## Directions
Reproduce the records below exactly as they appear.

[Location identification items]

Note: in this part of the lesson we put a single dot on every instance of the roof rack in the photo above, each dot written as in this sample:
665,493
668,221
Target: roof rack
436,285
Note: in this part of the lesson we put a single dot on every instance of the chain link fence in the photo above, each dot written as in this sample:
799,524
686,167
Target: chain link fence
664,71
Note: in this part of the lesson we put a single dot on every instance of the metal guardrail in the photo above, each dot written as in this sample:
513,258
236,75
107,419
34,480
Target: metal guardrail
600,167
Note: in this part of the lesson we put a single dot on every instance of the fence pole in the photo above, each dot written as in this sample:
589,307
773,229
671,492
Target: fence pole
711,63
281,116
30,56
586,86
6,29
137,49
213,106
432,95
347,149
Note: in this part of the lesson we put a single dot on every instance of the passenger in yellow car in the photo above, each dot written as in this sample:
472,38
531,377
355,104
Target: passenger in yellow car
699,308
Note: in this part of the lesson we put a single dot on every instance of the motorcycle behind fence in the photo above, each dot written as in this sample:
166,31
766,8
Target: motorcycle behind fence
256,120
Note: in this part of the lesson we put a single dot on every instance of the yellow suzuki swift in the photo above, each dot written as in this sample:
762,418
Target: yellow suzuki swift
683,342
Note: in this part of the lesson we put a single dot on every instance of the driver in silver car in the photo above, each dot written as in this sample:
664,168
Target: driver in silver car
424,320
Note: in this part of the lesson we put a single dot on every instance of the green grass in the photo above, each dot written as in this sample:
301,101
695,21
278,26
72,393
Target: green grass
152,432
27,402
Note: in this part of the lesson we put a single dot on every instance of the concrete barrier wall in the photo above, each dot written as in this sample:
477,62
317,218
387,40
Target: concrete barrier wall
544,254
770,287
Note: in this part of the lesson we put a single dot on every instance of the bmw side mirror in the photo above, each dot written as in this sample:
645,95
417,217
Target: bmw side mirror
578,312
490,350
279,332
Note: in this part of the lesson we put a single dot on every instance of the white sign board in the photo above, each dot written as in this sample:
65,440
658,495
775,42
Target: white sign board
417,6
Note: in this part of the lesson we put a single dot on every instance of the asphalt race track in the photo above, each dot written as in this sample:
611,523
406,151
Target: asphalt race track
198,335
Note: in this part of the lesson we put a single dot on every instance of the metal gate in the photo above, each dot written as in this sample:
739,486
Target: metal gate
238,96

## Answer to this problem
Note: in this part of the lesson we put a single dot on every instance of the roof rack in the photo above, each dot written as in this sample:
665,493
668,221
Target: roof rack
436,285
Note: in this part of the lesson we put a single dot on every instance of the chain link fence in the photo above, each dot written as in this sample:
799,524
686,167
Target: chain link fence
664,71
Note: in this part of the lesson we put a single dot on every instance of the metal guardrail in the photo above, each dot written as in this sample:
513,258
236,75
107,419
34,480
Target: metal guardrail
600,167
Note: in this part of the lesson we put a single dot on every instance of the fence pole in the photo above, each dot written as in this sample:
589,307
773,229
671,492
Target: fence pole
711,63
281,116
30,56
586,86
6,29
137,49
213,106
432,95
347,149
Note: in this part of the lesson we put a single dot on every instance of the passenger in yellow car in the photo above, each dot written as in this sample:
472,38
531,377
355,104
Target: passenger in yellow car
699,308
Note: in this part of the lesson we put a single dot on every instance of the motorcycle behind fence in the photo above, each dot written as in this sample:
166,31
766,8
Target: motorcycle behind fence
256,120
Note: in this part of the lesson we put a single dot on every instance of the yellow suzuki swift in the photo above, each dot written as in this sample:
762,418
Target: yellow suzuki swift
683,342
Note: in this part of the lesson we put a single dot on every instance of the driver in silver car in the photo above, each dot written as in this sample:
664,168
Target: driver in silver car
424,320
Note: in this part of the lesson we put a single dot on every instance of the green grass in the photo above, each dot written as in this sample:
301,101
695,21
278,26
72,393
Target: green grass
152,432
27,402
Note: in this part of the lesson we put a single dot on every instance of the concrete barrier wall in the photo above, each dot written as in this sample:
477,62
317,218
387,40
Target: concrete barrier wall
544,254
770,287
Note: in this part of the lesson we put a single dot on every instance of the bmw side mirror in the photo above, each dot written as in this sample:
645,95
417,217
Target: bmw side mirror
578,312
490,350
279,332
Note: in this part of the lesson we put a single dot on every instance of the white sign board in the photo above, each dot written as in this sample:
65,440
658,495
775,42
Target: white sign board
417,6
Note: in this part of the lesson we put a single dot on every instance of the asphalt race track in the photo above, each dot written as in this sample:
611,523
406,151
Target: asphalt race track
198,335
Note: in this part of the lesson we put a single dot on every instance of the metal gate in the photo above, each dot written as in this sample:
739,486
Target: metal gate
238,96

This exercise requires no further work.